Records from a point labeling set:
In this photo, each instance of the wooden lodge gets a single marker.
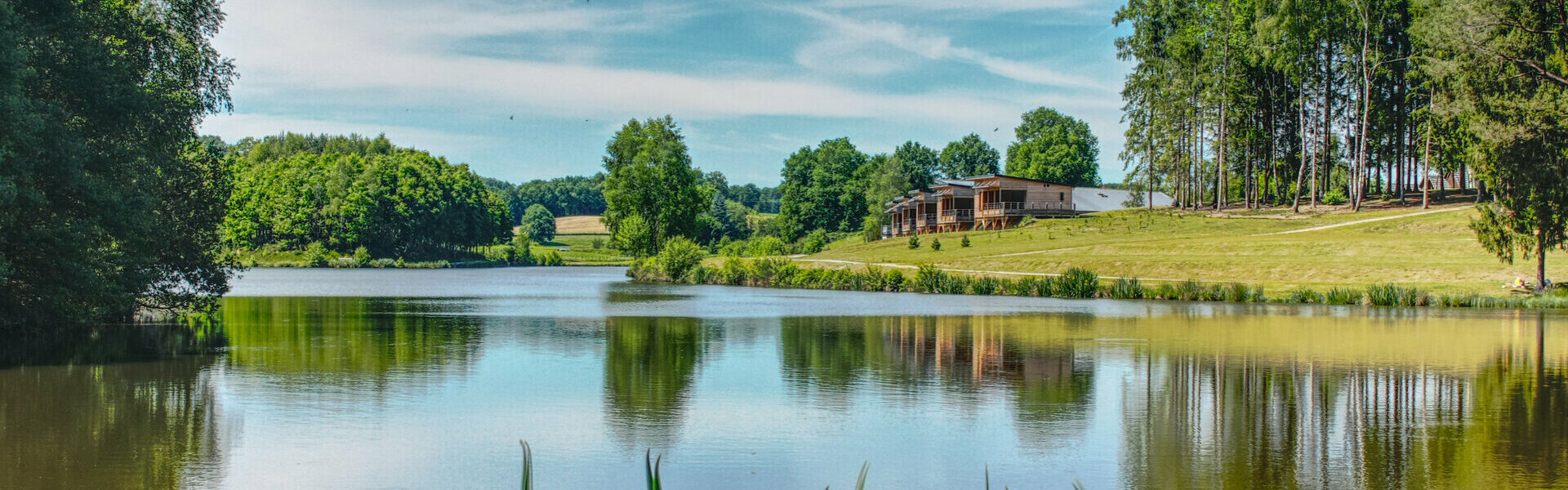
(982, 203)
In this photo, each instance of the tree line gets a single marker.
(350, 192)
(1263, 102)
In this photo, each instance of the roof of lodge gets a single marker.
(1005, 176)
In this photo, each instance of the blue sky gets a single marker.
(533, 88)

EXERCISE:
Quote the listing word for word, starting at the line that contains "In this photo, each instance of the tree" and ending at the end of the listing.

RESULT OF THIS EXERCISE:
In this photo, each instance of the tree line gets a single marker.
(350, 192)
(1263, 102)
In this photo, each instance of the roof of lodge gets a single marker.
(1005, 176)
In this photo, each instance of the blue sky gets a single marker.
(533, 88)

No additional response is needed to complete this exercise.